**Task prompt:** Can you write out each line of the material below as a JSON list of strings, one string per line, with blank lines dropped and the pictures left out?

**Data records:**

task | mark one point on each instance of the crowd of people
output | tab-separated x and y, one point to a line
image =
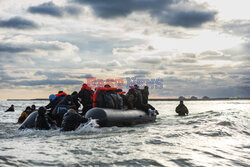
62	110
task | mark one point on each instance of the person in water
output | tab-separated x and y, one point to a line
86	98
72	120
181	109
11	109
24	115
138	99
33	108
42	121
55	99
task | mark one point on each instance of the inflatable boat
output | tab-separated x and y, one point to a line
107	117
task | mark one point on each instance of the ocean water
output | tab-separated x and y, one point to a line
216	133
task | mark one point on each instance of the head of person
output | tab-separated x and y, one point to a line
52	97
33	107
136	86
60	91
71	110
42	110
28	109
74	93
107	86
118	90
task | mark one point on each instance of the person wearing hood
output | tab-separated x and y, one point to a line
72	120
86	98
24	115
61	108
55	99
11	109
41	121
181	109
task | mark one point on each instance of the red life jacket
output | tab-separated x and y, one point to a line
105	89
85	86
121	93
61	94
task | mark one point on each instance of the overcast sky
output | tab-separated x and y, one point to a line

**Complete output:**
[
  "task | mark one point on each instance of the crowd of people",
  "output | tab-separated x and y, one point to a line",
  "image =",
  "62\t110",
  "task | mark one point on each instance of the person in water",
  "output | tab-separated x and y, one point to a line",
  "86\t98",
  "72\t120",
  "181\t109",
  "11\t109",
  "24\t115",
  "138\t99",
  "33\t108",
  "42\t121",
  "55\t99",
  "task | mark one point on each instance of the inflatable boat",
  "output | tab-separated x and y, one point to a line",
  "107\t117",
  "task | mark one point on each instance of the ocean water",
  "output | tab-separated x and y, one point to a line",
  "216\t133",
  "task | mark one point on each instance of the head of person",
  "output | tab-separated x and y, one point to a line",
  "52\t97",
  "33\t107",
  "136\t86",
  "60\t91",
  "71\t110",
  "42\t110",
  "28\t109",
  "74\t93",
  "107\t86",
  "118\t90",
  "task | mark one point on each instance of the person wearing hood",
  "output | tab-separated x and y, one point to a line",
  "72\t120",
  "86\t98",
  "24\t115",
  "61\t108",
  "55\t99",
  "11\t109",
  "41\t121",
  "181\t109",
  "task | mark one point on each instance of the red life jacket",
  "output | tab-separated x and y, one point to a line",
  "105\t89",
  "85\t86",
  "121\t93",
  "61\t94",
  "task | mark one point on each instance of the overcast sky",
  "output | tab-separated x and y, one point to a line"
]